PROMPT> Count how many lines of the data below contain the string "Target". Reply with that number alone.

AVAILABLE RECORDS>
-- start --

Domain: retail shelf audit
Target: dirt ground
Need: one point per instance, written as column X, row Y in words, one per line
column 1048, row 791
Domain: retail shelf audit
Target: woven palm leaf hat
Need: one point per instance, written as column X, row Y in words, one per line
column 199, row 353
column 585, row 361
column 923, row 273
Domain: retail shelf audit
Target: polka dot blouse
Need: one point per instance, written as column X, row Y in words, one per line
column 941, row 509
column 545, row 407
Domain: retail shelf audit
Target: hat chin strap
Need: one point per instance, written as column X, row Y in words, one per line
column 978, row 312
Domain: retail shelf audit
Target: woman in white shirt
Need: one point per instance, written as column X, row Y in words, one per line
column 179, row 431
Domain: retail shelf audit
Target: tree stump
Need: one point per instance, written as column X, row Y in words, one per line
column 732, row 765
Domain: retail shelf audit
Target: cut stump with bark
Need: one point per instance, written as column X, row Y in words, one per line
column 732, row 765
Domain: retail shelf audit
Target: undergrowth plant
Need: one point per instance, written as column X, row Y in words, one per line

-- end --
-- start --

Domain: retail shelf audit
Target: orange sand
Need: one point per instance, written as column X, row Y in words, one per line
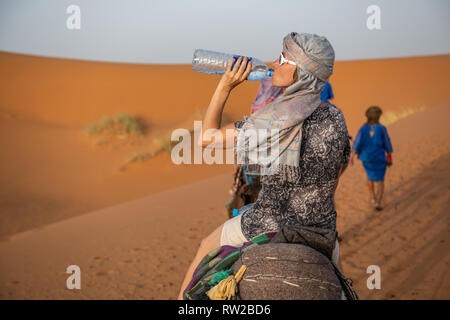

-- end --

FULL OUTPUT> 9